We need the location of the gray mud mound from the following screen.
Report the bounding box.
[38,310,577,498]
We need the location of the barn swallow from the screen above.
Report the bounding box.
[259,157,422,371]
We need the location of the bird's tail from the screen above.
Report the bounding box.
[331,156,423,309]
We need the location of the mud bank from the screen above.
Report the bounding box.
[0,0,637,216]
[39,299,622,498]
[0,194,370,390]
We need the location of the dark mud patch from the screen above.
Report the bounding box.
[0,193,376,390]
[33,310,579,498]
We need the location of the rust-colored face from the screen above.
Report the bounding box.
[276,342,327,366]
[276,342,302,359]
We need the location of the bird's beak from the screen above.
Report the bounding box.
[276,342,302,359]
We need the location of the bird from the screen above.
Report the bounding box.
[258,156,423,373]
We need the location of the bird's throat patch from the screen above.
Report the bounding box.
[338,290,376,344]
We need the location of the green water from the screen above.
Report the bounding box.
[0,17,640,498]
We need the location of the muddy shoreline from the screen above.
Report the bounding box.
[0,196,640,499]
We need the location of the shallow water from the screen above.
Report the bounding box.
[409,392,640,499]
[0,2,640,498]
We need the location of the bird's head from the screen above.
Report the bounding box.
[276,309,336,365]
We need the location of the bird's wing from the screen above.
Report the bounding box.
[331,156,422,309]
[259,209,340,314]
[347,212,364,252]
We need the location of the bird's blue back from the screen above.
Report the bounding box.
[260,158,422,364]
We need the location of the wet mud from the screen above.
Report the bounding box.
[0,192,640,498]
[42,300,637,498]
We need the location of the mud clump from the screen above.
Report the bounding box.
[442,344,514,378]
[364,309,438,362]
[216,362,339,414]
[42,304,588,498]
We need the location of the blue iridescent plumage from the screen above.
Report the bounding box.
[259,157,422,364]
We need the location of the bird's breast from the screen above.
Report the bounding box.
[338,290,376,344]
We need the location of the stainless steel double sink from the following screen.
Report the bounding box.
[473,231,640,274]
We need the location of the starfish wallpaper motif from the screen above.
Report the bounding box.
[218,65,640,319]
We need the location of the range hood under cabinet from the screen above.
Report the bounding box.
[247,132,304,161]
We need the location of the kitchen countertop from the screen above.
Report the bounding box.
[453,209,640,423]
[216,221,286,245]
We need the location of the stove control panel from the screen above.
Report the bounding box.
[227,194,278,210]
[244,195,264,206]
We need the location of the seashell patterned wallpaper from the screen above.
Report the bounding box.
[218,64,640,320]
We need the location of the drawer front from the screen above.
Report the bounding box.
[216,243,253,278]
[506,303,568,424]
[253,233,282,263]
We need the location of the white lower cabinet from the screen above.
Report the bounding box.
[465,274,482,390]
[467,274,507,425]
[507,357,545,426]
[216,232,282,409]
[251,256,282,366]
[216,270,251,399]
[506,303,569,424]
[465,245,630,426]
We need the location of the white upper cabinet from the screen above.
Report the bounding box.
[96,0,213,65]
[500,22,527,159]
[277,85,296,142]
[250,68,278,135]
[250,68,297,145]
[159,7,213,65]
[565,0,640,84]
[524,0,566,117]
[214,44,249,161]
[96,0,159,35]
================
- WHAT YOU NEED TO DO
Arrange the rows above, from the line holding "We need the location of the range" through the line holding "[244,195,264,206]", inclusive, as a Markdown table with the columns Number and Text, skipping any blank lines.

- WRITTEN SOLUTION
| Number | Text |
|---|---|
| 1 | We need the location of the range hood under cabinet from the screen above. |
| 2 | Report the bounding box. |
| 3 | [247,132,304,161] |
| 4 | We need the location of the kitchen countertop from the screen above. |
| 5 | Report the bounding box. |
| 6 | [453,209,640,423] |
| 7 | [216,221,286,245] |
| 8 | We need the location of the stove control panel from the screen above. |
| 9 | Report the bounding box. |
| 10 | [227,194,278,210] |
| 11 | [244,195,264,206] |